_Exercise requirements_:
Give every line of the records below as a numbered list, leaving out any blank lines.

_Information supplied_:
######
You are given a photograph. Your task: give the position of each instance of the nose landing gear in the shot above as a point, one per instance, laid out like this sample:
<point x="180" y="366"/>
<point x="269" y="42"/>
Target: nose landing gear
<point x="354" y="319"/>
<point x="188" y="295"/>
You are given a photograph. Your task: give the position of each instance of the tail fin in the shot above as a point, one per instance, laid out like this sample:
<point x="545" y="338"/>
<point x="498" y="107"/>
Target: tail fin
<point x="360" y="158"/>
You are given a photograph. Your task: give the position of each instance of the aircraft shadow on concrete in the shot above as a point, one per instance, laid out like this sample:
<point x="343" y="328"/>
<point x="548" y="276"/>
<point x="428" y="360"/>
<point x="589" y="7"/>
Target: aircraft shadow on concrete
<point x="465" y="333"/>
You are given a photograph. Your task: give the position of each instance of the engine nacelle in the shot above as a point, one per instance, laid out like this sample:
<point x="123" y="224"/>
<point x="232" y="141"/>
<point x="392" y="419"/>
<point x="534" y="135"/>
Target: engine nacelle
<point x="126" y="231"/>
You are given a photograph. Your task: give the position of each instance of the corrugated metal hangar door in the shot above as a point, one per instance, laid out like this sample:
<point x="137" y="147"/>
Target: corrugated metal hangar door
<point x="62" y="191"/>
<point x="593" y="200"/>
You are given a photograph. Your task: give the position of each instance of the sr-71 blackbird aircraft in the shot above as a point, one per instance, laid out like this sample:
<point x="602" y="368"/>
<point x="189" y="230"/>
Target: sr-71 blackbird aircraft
######
_Answer to this exercise_:
1. You are given a photograph. Your task: give the position of each instance of the nose landing gear in the shot above as a point, one per instance, laid out like this sample:
2. <point x="180" y="366"/>
3. <point x="269" y="42"/>
4. Target: nose landing gear
5. <point x="354" y="319"/>
6. <point x="188" y="295"/>
7. You are given a photograph. Your task: give the position of each instance of the tail fin in the shot above as a point, one per instance, laid out like this sample:
8. <point x="545" y="338"/>
9. <point x="498" y="107"/>
10. Target: tail fin
11. <point x="360" y="158"/>
12. You are given a photograph. Your task: give the position of each instance of the aircraft shadow on concrete in the shot above as a point, one per instance, laid out like this sample:
13. <point x="343" y="328"/>
14. <point x="548" y="276"/>
15. <point x="428" y="360"/>
16. <point x="589" y="7"/>
17. Target: aircraft shadow on concrete
18. <point x="465" y="333"/>
19. You are given a photograph. Your task: give the position of each instance of the engine nacelle in the shot above as a point, one per instance, laid out like this sample:
20. <point x="123" y="224"/>
21. <point x="232" y="141"/>
22. <point x="392" y="419"/>
23. <point x="534" y="135"/>
24. Target: engine nacelle
25. <point x="126" y="231"/>
26. You are given a photograph. Your task: give the position of each instance of the corrugated metal hangar door in the shot above as a point, one per instance, laid out like this sample:
27. <point x="137" y="147"/>
28. Target: corrugated metal hangar door
29. <point x="62" y="191"/>
30. <point x="593" y="200"/>
31. You are given a photograph. Your task: give the position of each instance of the sr-71 blackbird aircraft in the shot above as a point, one per instance, laid out like this sample:
32. <point x="602" y="368"/>
33. <point x="189" y="230"/>
34. Target: sr-71 blackbird aircraft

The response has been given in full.